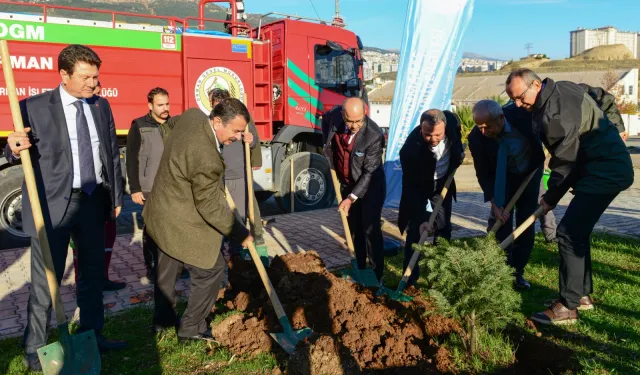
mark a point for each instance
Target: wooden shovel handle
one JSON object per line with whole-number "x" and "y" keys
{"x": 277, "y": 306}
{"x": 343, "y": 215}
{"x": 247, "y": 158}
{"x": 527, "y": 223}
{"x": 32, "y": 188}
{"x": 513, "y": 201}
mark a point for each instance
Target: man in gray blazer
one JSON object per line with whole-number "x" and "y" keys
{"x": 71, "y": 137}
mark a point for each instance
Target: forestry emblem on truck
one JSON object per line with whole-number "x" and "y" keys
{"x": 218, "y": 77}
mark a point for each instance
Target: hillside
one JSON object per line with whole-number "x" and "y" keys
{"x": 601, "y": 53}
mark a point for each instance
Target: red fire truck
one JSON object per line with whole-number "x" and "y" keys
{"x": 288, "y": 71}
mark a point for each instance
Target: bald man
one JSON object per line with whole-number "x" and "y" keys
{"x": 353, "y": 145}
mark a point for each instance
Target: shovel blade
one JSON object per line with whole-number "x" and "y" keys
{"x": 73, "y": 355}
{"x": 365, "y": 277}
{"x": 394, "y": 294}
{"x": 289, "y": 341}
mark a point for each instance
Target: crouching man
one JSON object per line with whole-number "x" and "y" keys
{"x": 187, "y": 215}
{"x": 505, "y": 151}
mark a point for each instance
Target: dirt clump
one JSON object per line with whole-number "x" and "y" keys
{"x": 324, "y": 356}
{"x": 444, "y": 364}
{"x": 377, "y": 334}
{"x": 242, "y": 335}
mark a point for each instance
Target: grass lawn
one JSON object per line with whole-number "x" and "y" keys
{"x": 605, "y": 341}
# # # # # # #
■ **THE REQUEST**:
Extract each line of the material above that contains the string "truck". Matching is case-sensitive.

■ **TASK SOLUTION**:
Target: forestry emblem on truck
Target: red fire truck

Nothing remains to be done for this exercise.